▶ **SUPPLIED RECORDS**:
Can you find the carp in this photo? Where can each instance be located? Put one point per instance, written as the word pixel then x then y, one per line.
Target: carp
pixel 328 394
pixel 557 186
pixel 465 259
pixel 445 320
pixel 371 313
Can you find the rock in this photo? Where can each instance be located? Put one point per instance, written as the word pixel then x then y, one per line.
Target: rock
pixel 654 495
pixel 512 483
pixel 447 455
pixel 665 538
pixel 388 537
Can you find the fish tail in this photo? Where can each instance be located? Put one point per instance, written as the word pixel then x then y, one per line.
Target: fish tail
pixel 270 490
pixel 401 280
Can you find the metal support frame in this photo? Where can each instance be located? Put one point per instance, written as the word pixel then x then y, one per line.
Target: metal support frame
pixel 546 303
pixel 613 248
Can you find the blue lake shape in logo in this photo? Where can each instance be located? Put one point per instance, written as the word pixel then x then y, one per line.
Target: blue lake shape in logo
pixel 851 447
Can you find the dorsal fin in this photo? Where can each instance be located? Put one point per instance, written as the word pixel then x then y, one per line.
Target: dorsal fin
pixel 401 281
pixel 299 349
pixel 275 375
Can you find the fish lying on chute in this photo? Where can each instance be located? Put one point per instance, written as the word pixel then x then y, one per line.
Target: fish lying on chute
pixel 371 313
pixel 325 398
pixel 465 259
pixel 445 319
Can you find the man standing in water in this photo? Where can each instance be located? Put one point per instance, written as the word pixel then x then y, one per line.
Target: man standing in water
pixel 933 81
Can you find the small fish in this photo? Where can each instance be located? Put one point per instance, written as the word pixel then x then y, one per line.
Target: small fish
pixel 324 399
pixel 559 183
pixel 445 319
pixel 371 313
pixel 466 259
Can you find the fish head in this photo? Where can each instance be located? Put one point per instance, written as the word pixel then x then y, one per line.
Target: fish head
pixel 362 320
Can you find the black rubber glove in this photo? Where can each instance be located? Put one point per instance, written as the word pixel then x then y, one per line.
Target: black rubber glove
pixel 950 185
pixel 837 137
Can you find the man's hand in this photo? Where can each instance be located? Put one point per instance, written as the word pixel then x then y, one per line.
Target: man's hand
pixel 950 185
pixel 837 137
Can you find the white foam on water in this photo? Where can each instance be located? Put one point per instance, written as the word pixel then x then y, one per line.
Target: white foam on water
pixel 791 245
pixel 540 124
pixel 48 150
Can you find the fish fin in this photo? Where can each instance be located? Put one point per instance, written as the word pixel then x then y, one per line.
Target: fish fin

▶ **TASK REQUIREMENTS**:
Write out the records again, exactly as given.

▶ **SOLUTION TO THE PROBLEM**:
Can you find the carp in this photo? Where can each instance be located? Put one point per instance, written as the word pixel then x then y, one per line.
Target: carp
pixel 328 394
pixel 557 186
pixel 465 259
pixel 445 320
pixel 371 313
Can you find the rock in this photo? Where can each instance be located? Put one point per instance, written as the word pixel then x then y, one per line.
Target: rock
pixel 654 495
pixel 512 483
pixel 447 455
pixel 665 538
pixel 388 537
Can you find the fish tail in this photo? Where can each instance be located? Put one point per instance, written as the word pixel then x then y, one per line.
Target: fish tail
pixel 270 490
pixel 401 280
Can you find the metal support frame in this photo? Where can each instance be located? Put one point per instance, written as the word pixel then x then y, one per line.
Target: metal support frame
pixel 546 303
pixel 613 248
Can you find the blue lake shape in logo in this photo? Where can each instance be located? Put one point per instance, written as the word pixel then x then y, one per line.
Target: blue lake shape in logo
pixel 851 447
Can you find the dorsal fin in this photo? Where can each instance be located? Put one point per instance, written as the word pixel then x then y, one per line.
Target: dorsal fin
pixel 401 281
pixel 299 349
pixel 275 375
Can you find the fish lying on chute in this photo? Where can each instance be located? Put one point per instance, written as the word pixel then x then y, one per line.
Target: fish lying on chute
pixel 371 313
pixel 325 398
pixel 465 259
pixel 445 319
Can you find the man standing in water in this photo? Where can each instance be located? Put one point per instance, written as the word pixel then x then y, one per line.
Target: man standing in water
pixel 933 81
Can you find the small fish in this photo? Where can each instance be located? Put one point per instance, written as the word pixel then x then y, one per line.
Target: small fish
pixel 324 399
pixel 559 183
pixel 445 319
pixel 371 313
pixel 466 259
Can you find the fish head in this photo? Where can each instance be located? Put one point per instance, written as the word pixel then x then y, one per line.
Target: fish head
pixel 362 320
Can you find the black rubber glove in this photo? Where can each instance be located? Put one point per instance, written as the word pixel then x then y, one per line.
Target: black rubber glove
pixel 950 185
pixel 837 137
Can you find the man's hand in this photo? Where can each instance be located? Put one point per instance, written as the word pixel then x then y, one per line.
Target: man's hand
pixel 950 185
pixel 837 137
Can you find the white foam on water in this photo? Where can each instance be located? Put one point per instance, written as the word pixel then x then y, one per line.
Target: white foam on water
pixel 791 245
pixel 540 124
pixel 48 150
Can you find the fish fin in this photo? Where can each instance be located? Put one point per instance, written as the word pixel then x then y, one per line.
Target: fish fin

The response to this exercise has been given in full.